#### WHAT IS BEING ASKED
Collect each line in the listing below that contains the string "wing" and copy those lines out in full.

── MATERIAL ──

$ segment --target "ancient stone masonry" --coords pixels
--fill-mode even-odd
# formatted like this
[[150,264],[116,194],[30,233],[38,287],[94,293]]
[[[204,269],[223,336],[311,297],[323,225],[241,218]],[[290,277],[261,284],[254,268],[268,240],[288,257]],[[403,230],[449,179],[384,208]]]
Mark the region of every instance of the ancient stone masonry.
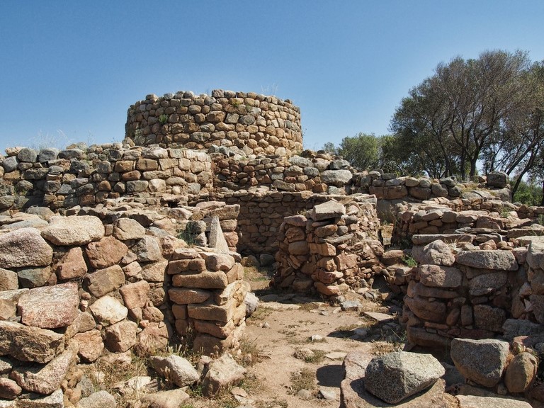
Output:
[[290,101],[215,89],[147,95],[128,109],[125,136],[140,146],[234,147],[246,154],[290,156],[302,149],[300,111]]
[[344,198],[345,205],[329,200],[284,219],[275,285],[339,296],[349,288],[366,287],[366,280],[381,271],[383,249],[377,240],[373,198]]
[[[511,215],[511,211],[516,215],[516,206],[490,198],[479,202],[468,199],[448,203],[440,200],[427,200],[419,204],[400,205],[397,210],[392,237],[392,242],[396,244],[409,240],[410,237],[418,234],[452,234],[480,229],[482,234],[497,234],[497,231],[531,223],[530,219],[508,217],[507,215]],[[486,229],[493,231],[484,231]]]
[[[176,220],[132,205],[0,217],[3,396],[8,387],[10,399],[60,392],[62,401],[62,387],[69,400],[64,379],[78,358],[152,354],[174,330],[204,353],[237,346],[248,290],[239,256],[188,248],[167,231]],[[205,220],[226,207],[194,211]]]
[[356,170],[348,162],[329,154],[305,151],[305,157],[257,157],[252,159],[213,153],[215,185],[230,190],[255,186],[278,191],[351,193]]
[[[412,237],[417,266],[388,266],[390,282],[406,295],[409,341],[443,347],[458,337],[511,340],[541,332],[544,246],[538,235],[521,236],[533,230],[512,231],[518,237],[508,243],[471,234]],[[513,247],[518,244],[528,246]]]
[[122,196],[154,205],[165,194],[203,193],[212,185],[210,157],[193,150],[114,144],[8,153],[1,163],[0,210],[33,205],[57,210]]

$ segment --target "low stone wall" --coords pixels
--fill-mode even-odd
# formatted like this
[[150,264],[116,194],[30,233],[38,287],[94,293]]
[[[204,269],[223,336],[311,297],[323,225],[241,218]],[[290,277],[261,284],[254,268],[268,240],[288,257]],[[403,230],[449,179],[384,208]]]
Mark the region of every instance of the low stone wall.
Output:
[[121,196],[199,194],[212,185],[210,157],[184,149],[105,144],[9,153],[1,162],[0,210],[33,205],[57,210]]
[[[494,193],[497,197],[507,201],[509,200],[510,193],[506,188],[506,176],[504,180],[499,183],[492,178],[487,187],[494,189]],[[455,177],[445,177],[440,180],[428,177],[399,177],[393,173],[380,173],[377,171],[370,171],[366,174],[361,174],[358,184],[361,193],[374,194],[378,200],[383,198],[423,201],[441,197],[449,200],[460,198],[464,190],[464,185],[458,183]],[[487,194],[490,196],[489,193]]]
[[279,229],[275,285],[298,292],[339,296],[368,287],[382,271],[375,207],[354,197],[345,205],[330,200],[284,218]]
[[40,212],[0,220],[0,356],[14,381],[0,390],[62,387],[69,400],[77,358],[148,356],[176,342],[174,327],[206,354],[237,346],[248,290],[238,254],[186,248],[145,212]]
[[[379,221],[375,215],[376,200],[372,196],[314,194],[310,191],[250,192],[244,190],[212,194],[208,198],[239,206],[237,251],[244,255],[275,255],[279,249],[278,237],[283,219],[305,212],[314,205],[329,200],[335,200],[344,205],[355,201],[365,208],[374,208],[368,210],[368,234],[373,237],[375,234],[377,237],[378,234]],[[370,212],[372,214],[370,214]]]
[[353,192],[356,173],[346,160],[329,154],[305,157],[258,157],[248,159],[212,154],[215,186],[237,191],[251,187],[280,191],[312,191],[332,194]]
[[247,155],[302,149],[300,110],[290,101],[222,89],[147,95],[128,108],[125,137],[140,146],[235,147]]
[[[452,209],[472,207],[480,210]],[[486,200],[475,205],[468,200],[441,204],[427,201],[400,205],[397,209],[392,238],[395,244],[409,242],[412,235],[418,234],[453,234],[463,229],[480,229],[482,234],[499,234],[531,223],[528,219],[517,217],[513,204],[498,200]]]
[[410,342],[443,347],[455,337],[511,340],[541,332],[544,244],[540,237],[533,237],[528,246],[503,249],[475,246],[474,238],[414,237],[419,244],[412,254],[418,266],[404,268],[402,287],[402,319]]

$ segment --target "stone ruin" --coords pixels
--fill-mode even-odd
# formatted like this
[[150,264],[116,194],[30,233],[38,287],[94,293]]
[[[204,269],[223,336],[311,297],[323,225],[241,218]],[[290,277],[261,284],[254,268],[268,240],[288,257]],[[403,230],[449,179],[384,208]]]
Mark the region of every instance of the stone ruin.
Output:
[[1,406],[33,407],[28,392],[77,403],[78,359],[152,354],[176,337],[235,349],[248,255],[276,262],[274,286],[332,301],[385,280],[412,345],[544,350],[544,209],[510,203],[504,175],[469,186],[361,171],[302,152],[290,101],[222,90],[148,95],[122,143],[6,153],[0,397],[19,405]]

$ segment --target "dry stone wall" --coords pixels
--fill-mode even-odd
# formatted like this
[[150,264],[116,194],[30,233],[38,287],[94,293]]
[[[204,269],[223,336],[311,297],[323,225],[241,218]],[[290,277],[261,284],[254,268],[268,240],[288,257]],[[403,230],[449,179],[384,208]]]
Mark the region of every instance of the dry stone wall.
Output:
[[125,196],[157,205],[165,194],[204,193],[213,181],[210,157],[185,149],[115,144],[9,154],[1,162],[0,210],[32,205],[57,210]]
[[64,392],[76,404],[65,379],[78,360],[148,356],[175,332],[205,354],[237,346],[249,289],[239,256],[187,248],[150,220],[130,211],[1,217],[3,396],[62,404]]
[[290,101],[222,89],[210,96],[147,95],[129,108],[125,137],[140,146],[216,145],[246,155],[290,156],[302,149],[300,110]]
[[368,287],[382,271],[375,208],[368,197],[328,200],[286,217],[280,227],[274,284],[324,296]]
[[520,336],[541,333],[544,245],[538,235],[518,237],[506,243],[498,236],[482,242],[479,234],[414,235],[417,266],[387,266],[390,283],[404,294],[408,340],[444,347],[454,338],[523,342]]

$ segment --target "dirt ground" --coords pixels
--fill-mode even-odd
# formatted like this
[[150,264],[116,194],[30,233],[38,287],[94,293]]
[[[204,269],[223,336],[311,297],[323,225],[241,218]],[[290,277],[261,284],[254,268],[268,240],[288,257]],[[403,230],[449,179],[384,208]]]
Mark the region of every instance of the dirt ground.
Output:
[[[337,407],[346,353],[378,354],[403,345],[395,319],[398,307],[352,294],[346,298],[356,298],[362,307],[342,310],[318,299],[274,292],[263,272],[247,271],[246,280],[261,300],[257,311],[246,320],[242,342],[242,356],[251,359],[251,364],[242,390],[234,390],[238,395],[217,401],[217,407]],[[366,312],[381,312],[378,315],[381,321]],[[310,355],[295,356],[305,348],[312,351]]]

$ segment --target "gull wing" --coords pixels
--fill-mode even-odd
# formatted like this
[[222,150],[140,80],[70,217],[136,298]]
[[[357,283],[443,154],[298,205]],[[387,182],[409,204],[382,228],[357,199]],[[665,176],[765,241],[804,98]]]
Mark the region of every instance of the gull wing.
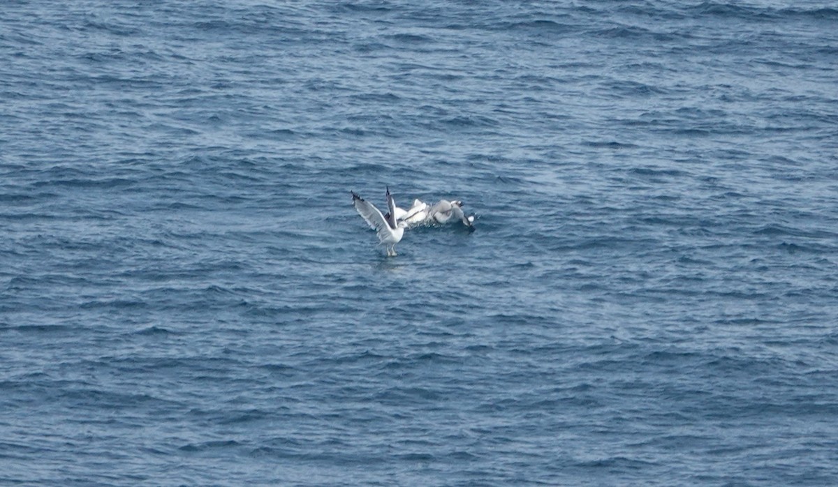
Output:
[[[422,212],[424,212],[425,214],[419,215],[419,213]],[[413,206],[411,207],[411,209],[407,210],[405,216],[401,217],[401,219],[410,222],[412,219],[416,219],[415,217],[416,216],[422,216],[422,219],[425,219],[425,217],[427,216],[427,203],[424,203],[417,199],[413,200]]]
[[375,208],[375,205],[358,196],[358,193],[355,192],[352,192],[352,204],[354,205],[358,214],[364,218],[364,221],[373,230],[378,230],[383,226],[387,226],[387,222],[384,219],[384,215]]
[[395,230],[397,226],[396,221],[396,201],[393,199],[393,196],[390,194],[390,187],[387,187],[387,209],[390,211],[390,213],[387,213],[387,216],[389,217],[387,224],[390,225],[391,228]]
[[381,212],[375,208],[375,205],[367,202],[354,192],[352,192],[352,204],[354,205],[358,214],[364,218],[364,221],[370,225],[370,228],[375,230],[380,242],[392,238],[393,229],[390,228],[387,220],[384,218]]

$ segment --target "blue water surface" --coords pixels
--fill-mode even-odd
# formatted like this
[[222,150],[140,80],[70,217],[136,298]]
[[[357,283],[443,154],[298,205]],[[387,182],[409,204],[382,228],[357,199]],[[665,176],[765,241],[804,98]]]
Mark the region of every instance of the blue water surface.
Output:
[[836,27],[5,3],[0,484],[838,484]]

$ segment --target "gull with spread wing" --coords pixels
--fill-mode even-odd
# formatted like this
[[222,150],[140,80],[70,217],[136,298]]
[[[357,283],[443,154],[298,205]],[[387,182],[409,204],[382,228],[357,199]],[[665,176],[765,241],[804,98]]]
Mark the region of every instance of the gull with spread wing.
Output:
[[364,221],[373,230],[375,230],[379,241],[387,249],[387,256],[396,255],[396,244],[401,240],[407,223],[399,221],[396,218],[396,202],[390,194],[390,187],[387,187],[387,209],[389,212],[386,218],[375,208],[375,205],[358,196],[354,191],[352,192],[352,204],[354,205],[355,210],[364,218]]

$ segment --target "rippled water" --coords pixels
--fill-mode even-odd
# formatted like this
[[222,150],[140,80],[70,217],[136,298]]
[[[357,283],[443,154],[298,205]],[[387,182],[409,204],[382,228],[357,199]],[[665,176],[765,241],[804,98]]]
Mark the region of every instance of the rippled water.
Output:
[[8,3],[0,483],[838,483],[836,25]]

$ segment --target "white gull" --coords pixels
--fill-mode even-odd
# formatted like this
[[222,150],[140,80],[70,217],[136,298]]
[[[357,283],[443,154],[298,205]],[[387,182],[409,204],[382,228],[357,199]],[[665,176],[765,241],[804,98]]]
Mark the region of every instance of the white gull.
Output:
[[375,205],[358,196],[354,191],[352,192],[352,204],[354,205],[358,214],[364,218],[370,228],[375,230],[380,243],[385,245],[387,249],[387,256],[396,255],[396,244],[401,240],[407,223],[396,219],[396,202],[390,194],[390,188],[387,188],[387,209],[389,212],[386,218],[375,208]]

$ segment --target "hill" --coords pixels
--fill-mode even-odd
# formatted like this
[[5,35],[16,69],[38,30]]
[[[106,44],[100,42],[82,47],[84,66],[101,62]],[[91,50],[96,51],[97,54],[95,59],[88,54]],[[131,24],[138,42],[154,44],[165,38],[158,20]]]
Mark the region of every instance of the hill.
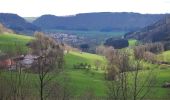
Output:
[[154,24],[138,31],[125,34],[125,38],[134,38],[141,41],[169,41],[170,40],[170,16],[166,16]]
[[0,23],[17,33],[30,33],[36,30],[40,30],[40,28],[27,22],[17,14],[0,13]]
[[163,16],[125,12],[83,13],[74,16],[43,15],[33,21],[33,24],[42,29],[132,31],[152,24]]
[[0,34],[7,32],[7,33],[14,33],[13,30],[6,28],[3,24],[0,23]]
[[26,44],[33,38],[25,35],[1,33],[0,34],[0,51],[14,51],[20,47],[22,52],[26,52],[28,48]]

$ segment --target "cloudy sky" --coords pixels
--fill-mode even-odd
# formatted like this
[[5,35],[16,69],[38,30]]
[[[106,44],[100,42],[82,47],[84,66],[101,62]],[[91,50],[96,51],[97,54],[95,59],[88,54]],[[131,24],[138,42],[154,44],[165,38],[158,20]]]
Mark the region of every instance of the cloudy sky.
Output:
[[0,0],[0,12],[23,17],[87,12],[170,13],[170,0]]

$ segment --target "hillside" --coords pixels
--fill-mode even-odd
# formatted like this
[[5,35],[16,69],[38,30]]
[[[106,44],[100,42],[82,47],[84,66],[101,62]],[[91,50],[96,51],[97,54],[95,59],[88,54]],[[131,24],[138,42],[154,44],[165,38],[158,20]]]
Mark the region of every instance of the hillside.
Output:
[[43,15],[33,21],[42,29],[131,31],[143,28],[162,18],[161,14],[83,13],[74,16]]
[[0,23],[17,33],[30,33],[40,30],[37,26],[27,22],[17,14],[0,13]]
[[1,33],[0,34],[0,51],[14,51],[21,48],[24,53],[28,50],[26,44],[33,38],[25,35]]
[[170,16],[151,24],[141,30],[125,34],[125,38],[134,38],[142,41],[169,41],[170,40]]
[[0,34],[7,32],[7,33],[14,33],[13,30],[6,28],[3,24],[0,23]]

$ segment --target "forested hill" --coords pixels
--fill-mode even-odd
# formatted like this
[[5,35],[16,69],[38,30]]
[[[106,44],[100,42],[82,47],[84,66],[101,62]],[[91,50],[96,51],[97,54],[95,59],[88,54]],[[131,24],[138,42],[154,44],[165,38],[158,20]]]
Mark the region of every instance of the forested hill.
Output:
[[43,15],[33,24],[43,29],[132,31],[150,25],[164,15],[139,13],[83,13],[74,16]]
[[127,33],[125,38],[135,38],[151,42],[170,41],[170,15],[141,30]]
[[0,23],[18,33],[30,33],[40,30],[40,28],[25,21],[17,14],[0,13]]

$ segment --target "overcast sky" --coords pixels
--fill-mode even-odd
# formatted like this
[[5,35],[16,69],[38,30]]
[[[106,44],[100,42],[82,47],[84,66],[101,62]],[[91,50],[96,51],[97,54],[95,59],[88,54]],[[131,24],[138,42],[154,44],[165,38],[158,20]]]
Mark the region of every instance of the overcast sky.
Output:
[[0,12],[23,17],[87,12],[170,13],[170,0],[0,0]]

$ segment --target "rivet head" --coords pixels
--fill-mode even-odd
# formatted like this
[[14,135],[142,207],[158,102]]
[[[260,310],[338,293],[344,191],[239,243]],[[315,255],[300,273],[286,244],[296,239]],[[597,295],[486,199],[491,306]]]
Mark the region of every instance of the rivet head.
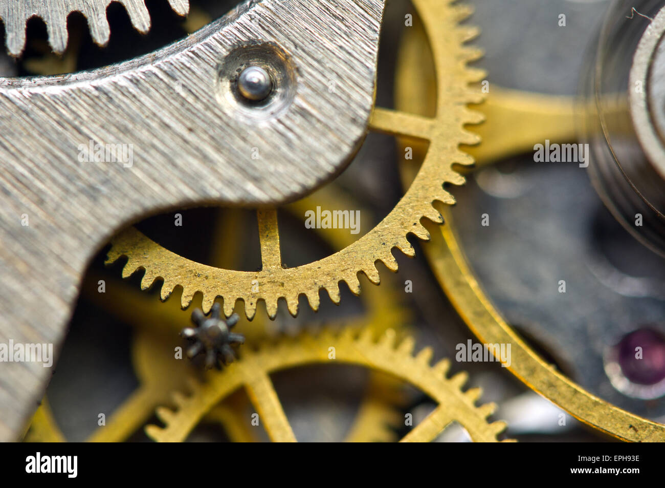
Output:
[[265,99],[273,90],[273,81],[268,72],[258,66],[243,70],[238,78],[238,91],[247,100],[258,102]]

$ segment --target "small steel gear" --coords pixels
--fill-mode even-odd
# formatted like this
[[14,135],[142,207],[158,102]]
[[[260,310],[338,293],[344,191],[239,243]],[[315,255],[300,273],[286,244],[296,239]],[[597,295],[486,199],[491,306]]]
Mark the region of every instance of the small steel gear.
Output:
[[245,336],[231,332],[231,330],[238,323],[239,317],[233,314],[228,319],[221,318],[221,307],[219,304],[212,306],[210,316],[206,317],[200,308],[192,313],[192,321],[196,328],[183,329],[180,335],[194,344],[187,350],[187,357],[194,359],[199,354],[205,355],[205,367],[213,366],[221,369],[219,360],[227,366],[233,362],[235,353],[231,346],[245,344]]
[[[295,441],[295,437],[269,375],[276,371],[307,364],[341,363],[365,366],[408,382],[438,403],[438,406],[402,439],[403,442],[428,442],[452,422],[457,421],[476,442],[496,442],[506,427],[505,422],[488,423],[495,409],[494,403],[479,407],[475,402],[481,391],[462,388],[467,375],[458,373],[446,377],[450,366],[448,360],[431,366],[432,351],[426,348],[412,355],[414,341],[404,339],[395,346],[396,334],[386,331],[378,342],[371,330],[358,335],[352,328],[341,332],[326,330],[318,336],[304,334],[277,344],[265,344],[257,350],[245,350],[242,357],[221,371],[215,371],[201,383],[189,381],[190,394],[175,392],[175,411],[162,407],[157,416],[165,427],[148,425],[146,432],[156,441],[183,441],[203,416],[237,388],[244,386],[261,424],[273,441]],[[331,348],[334,356],[331,359]]]
[[479,140],[464,127],[466,124],[482,121],[479,113],[467,107],[467,104],[479,103],[483,98],[479,90],[469,85],[481,79],[484,73],[467,66],[467,62],[477,59],[482,53],[477,49],[463,45],[475,37],[478,30],[460,25],[472,11],[464,5],[452,3],[451,0],[414,2],[420,17],[430,19],[426,27],[438,81],[436,115],[426,117],[377,108],[370,126],[378,132],[429,141],[429,150],[406,194],[392,211],[362,238],[327,258],[286,268],[281,259],[277,211],[264,210],[257,212],[263,262],[259,272],[224,270],[192,261],[165,249],[134,228],[113,239],[107,262],[126,256],[123,276],[144,270],[141,282],[144,290],[158,278],[163,278],[162,300],[166,300],[176,286],[182,286],[183,308],[186,308],[194,294],[200,291],[203,296],[204,312],[210,309],[219,296],[223,300],[224,314],[229,316],[237,300],[241,300],[249,318],[253,317],[259,300],[265,301],[268,314],[273,318],[277,301],[281,298],[286,300],[289,311],[295,316],[301,294],[307,296],[310,306],[316,310],[322,288],[328,292],[333,302],[338,303],[340,281],[345,282],[353,293],[358,294],[359,273],[364,274],[372,283],[378,284],[377,261],[382,262],[391,271],[396,271],[393,248],[412,256],[415,251],[407,240],[407,235],[412,234],[424,240],[430,238],[421,219],[426,217],[442,223],[442,216],[432,204],[435,201],[454,203],[454,198],[443,185],[464,182],[464,178],[452,169],[452,165],[468,165],[473,162],[459,145],[475,144]]
[[[25,25],[28,19],[43,19],[53,51],[62,53],[67,47],[67,16],[80,12],[87,18],[92,40],[99,45],[108,42],[110,28],[106,19],[106,7],[112,1],[127,10],[132,25],[142,33],[150,29],[150,15],[144,0],[0,0],[0,19],[5,23],[7,51],[19,56],[25,45]],[[189,0],[169,0],[171,8],[179,15],[186,15]]]

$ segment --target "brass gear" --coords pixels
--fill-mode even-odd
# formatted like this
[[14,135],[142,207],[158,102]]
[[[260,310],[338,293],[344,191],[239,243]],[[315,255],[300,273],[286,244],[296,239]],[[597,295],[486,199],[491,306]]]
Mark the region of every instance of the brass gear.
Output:
[[[223,300],[225,315],[230,316],[235,302],[241,300],[245,313],[252,318],[259,300],[265,302],[268,315],[274,318],[277,302],[285,298],[289,312],[298,312],[298,300],[304,294],[315,310],[319,305],[319,291],[325,289],[332,301],[340,300],[339,282],[344,281],[355,294],[360,291],[358,274],[363,273],[375,284],[379,283],[377,261],[391,271],[398,264],[392,251],[397,248],[412,256],[415,251],[407,240],[412,234],[428,240],[430,234],[421,222],[428,219],[440,224],[442,218],[432,204],[454,203],[446,191],[445,183],[462,184],[464,178],[452,169],[454,164],[469,165],[473,158],[462,152],[460,144],[473,144],[479,138],[466,130],[466,124],[482,121],[482,116],[467,107],[482,100],[479,90],[469,84],[484,72],[467,66],[479,58],[480,50],[464,46],[478,29],[459,23],[472,10],[453,0],[415,0],[417,12],[425,23],[434,60],[438,81],[436,115],[422,117],[404,112],[376,108],[370,128],[394,136],[429,142],[425,160],[410,187],[390,213],[374,229],[342,250],[324,259],[296,268],[283,266],[279,250],[277,211],[257,212],[262,269],[255,272],[224,270],[205,266],[172,252],[131,228],[114,238],[107,262],[126,256],[122,272],[128,277],[144,270],[141,287],[148,289],[156,280],[164,280],[161,296],[166,300],[177,286],[183,288],[182,306],[189,306],[197,292],[203,294],[203,309],[207,312],[217,297]],[[256,285],[258,285],[258,290]]]
[[[467,375],[462,371],[446,377],[450,366],[442,360],[431,366],[432,351],[426,348],[412,355],[414,342],[406,338],[396,347],[396,334],[391,330],[375,342],[371,330],[358,335],[353,328],[340,332],[325,330],[317,336],[303,334],[276,344],[265,344],[257,350],[245,349],[241,358],[221,371],[207,374],[205,383],[194,378],[189,381],[190,395],[173,394],[175,411],[157,409],[158,417],[165,427],[148,425],[146,432],[162,442],[184,441],[199,421],[215,405],[244,386],[259,419],[273,441],[295,441],[295,437],[270,380],[276,371],[313,364],[331,362],[365,366],[405,381],[416,387],[438,403],[438,406],[401,441],[430,441],[448,425],[458,421],[476,442],[496,442],[506,427],[501,421],[489,423],[487,417],[494,403],[476,406],[481,391],[471,388],[463,391]],[[331,348],[334,358],[331,358]]]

───

#### RESPONSE BELOW
$ segment --target "gull wing" --coords pixels
Mark the region of every instance of the gull wing.
$ segment --target "gull with spread wing" --coords pixels
Mark the region of every instance of the gull with spread wing.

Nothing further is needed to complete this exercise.